====== Supplied entries

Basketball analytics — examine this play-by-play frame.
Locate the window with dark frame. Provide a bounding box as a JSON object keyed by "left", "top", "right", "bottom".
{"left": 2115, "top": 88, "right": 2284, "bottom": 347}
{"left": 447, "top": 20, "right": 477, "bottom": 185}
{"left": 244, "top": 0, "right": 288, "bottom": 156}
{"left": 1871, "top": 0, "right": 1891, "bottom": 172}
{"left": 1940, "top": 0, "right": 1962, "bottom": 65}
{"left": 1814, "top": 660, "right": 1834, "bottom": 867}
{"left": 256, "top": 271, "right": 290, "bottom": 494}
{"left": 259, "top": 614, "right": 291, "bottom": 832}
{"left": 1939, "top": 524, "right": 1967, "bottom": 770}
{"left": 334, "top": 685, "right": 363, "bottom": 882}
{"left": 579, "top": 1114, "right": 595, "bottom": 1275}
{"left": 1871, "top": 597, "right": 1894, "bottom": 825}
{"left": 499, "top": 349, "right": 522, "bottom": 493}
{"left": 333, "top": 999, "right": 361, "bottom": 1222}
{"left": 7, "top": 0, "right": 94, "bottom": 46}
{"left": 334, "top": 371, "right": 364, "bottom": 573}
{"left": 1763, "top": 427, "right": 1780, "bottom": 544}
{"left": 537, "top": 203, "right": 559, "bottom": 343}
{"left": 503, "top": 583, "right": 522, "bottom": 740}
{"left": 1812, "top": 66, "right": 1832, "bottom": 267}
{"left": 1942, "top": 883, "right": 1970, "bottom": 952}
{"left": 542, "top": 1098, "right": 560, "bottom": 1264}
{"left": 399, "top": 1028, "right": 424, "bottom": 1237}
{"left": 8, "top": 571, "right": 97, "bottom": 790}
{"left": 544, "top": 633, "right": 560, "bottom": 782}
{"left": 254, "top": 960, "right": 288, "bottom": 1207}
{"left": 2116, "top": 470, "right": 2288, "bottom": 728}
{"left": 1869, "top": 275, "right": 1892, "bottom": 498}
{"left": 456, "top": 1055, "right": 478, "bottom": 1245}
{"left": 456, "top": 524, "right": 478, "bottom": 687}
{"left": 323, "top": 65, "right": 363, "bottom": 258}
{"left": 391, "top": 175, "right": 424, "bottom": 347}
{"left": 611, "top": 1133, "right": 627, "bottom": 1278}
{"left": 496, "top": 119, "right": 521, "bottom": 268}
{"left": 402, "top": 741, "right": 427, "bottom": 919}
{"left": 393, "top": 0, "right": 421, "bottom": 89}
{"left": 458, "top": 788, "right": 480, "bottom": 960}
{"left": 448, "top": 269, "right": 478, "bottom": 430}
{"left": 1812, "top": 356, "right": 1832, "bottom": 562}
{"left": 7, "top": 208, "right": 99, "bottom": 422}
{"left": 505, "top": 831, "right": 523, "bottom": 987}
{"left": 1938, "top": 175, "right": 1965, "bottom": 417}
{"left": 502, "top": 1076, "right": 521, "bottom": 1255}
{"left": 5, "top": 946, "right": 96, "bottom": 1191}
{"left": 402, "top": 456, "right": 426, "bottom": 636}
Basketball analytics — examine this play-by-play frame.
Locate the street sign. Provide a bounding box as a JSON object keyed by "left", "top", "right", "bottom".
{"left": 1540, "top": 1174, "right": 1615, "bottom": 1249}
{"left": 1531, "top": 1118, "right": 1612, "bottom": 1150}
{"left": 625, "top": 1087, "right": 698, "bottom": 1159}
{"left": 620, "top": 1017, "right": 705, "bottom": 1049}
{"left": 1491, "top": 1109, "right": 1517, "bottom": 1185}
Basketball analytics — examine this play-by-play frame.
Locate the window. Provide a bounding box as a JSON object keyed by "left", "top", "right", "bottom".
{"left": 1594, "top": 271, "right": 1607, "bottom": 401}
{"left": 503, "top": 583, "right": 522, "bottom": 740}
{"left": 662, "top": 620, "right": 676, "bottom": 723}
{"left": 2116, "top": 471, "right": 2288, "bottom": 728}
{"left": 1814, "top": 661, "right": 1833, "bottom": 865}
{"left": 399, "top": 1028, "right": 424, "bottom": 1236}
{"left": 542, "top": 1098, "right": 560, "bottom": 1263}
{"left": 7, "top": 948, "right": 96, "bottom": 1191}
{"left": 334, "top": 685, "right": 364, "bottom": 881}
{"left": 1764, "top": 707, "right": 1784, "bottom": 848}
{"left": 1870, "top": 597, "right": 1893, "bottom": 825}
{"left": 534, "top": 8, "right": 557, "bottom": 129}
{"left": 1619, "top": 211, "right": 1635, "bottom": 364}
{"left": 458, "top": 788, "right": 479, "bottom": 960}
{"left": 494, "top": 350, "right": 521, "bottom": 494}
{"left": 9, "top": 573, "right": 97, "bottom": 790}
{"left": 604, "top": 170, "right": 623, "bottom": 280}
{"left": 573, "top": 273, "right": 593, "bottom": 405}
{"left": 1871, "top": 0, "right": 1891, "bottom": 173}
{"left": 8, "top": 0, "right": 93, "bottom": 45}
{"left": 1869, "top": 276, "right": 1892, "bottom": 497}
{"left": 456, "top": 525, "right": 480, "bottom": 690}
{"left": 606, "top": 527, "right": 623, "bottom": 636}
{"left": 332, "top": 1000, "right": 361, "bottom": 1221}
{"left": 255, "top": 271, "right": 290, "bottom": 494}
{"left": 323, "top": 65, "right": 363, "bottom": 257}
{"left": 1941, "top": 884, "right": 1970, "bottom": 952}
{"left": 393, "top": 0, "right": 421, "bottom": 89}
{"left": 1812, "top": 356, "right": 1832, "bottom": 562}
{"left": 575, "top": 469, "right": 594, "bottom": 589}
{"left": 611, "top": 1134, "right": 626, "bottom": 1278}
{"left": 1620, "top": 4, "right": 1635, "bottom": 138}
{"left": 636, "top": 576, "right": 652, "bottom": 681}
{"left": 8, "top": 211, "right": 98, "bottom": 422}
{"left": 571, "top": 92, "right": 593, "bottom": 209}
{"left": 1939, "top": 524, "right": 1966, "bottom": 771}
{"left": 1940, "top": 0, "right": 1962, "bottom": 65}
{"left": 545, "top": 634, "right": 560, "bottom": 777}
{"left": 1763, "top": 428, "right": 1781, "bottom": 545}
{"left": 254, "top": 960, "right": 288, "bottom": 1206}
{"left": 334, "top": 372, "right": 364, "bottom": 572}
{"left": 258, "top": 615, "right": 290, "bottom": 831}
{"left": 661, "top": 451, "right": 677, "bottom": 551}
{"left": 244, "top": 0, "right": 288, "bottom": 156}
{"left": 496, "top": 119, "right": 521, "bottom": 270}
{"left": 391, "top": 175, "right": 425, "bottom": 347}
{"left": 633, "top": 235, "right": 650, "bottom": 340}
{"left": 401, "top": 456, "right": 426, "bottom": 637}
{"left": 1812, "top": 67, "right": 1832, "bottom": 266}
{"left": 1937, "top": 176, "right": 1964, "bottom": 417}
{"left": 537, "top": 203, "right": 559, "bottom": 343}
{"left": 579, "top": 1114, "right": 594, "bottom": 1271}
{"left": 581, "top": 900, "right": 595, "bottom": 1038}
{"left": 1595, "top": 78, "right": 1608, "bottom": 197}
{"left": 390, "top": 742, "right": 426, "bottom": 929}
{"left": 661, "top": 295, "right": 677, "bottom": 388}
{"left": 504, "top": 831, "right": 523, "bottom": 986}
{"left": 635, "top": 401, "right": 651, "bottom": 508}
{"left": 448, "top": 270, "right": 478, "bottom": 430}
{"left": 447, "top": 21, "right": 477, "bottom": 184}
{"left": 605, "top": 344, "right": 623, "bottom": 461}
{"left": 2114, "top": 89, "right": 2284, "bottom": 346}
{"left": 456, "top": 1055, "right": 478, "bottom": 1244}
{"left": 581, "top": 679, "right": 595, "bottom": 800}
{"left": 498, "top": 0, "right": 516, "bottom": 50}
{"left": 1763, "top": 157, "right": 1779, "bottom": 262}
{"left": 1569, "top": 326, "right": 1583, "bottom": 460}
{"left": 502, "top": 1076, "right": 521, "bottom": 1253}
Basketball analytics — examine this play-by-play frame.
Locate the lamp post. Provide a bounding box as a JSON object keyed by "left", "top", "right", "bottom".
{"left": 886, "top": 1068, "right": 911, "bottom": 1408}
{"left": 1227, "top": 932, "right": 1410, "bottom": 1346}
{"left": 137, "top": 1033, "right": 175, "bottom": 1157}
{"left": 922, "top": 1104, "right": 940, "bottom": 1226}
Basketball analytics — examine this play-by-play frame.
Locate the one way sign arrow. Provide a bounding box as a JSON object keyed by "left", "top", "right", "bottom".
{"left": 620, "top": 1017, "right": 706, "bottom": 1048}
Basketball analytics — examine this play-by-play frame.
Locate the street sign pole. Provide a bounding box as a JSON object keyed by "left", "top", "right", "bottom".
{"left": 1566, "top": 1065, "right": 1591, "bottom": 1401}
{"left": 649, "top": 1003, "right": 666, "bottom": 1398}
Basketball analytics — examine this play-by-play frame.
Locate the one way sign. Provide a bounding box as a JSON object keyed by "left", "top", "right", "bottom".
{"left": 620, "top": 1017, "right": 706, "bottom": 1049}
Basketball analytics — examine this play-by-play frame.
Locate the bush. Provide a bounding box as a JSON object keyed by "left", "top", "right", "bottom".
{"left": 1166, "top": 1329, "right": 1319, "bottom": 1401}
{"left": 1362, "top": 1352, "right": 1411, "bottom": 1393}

============

→ **Task statement**
Every line from the one holding "Locate the one way sign." through the final line of the listing must be echoed exactly; leave out all other lines.

→ **Your response**
Locate the one way sign. Provide a bounding box as a JSON object keyed by "left", "top", "right", "bottom".
{"left": 620, "top": 1017, "right": 706, "bottom": 1049}
Basketball analytics — examine this play-by-play frame.
Locate the bush. Provide a bounding box as a JSON object keyed by "left", "top", "right", "bottom".
{"left": 1166, "top": 1329, "right": 1319, "bottom": 1401}
{"left": 1362, "top": 1352, "right": 1411, "bottom": 1393}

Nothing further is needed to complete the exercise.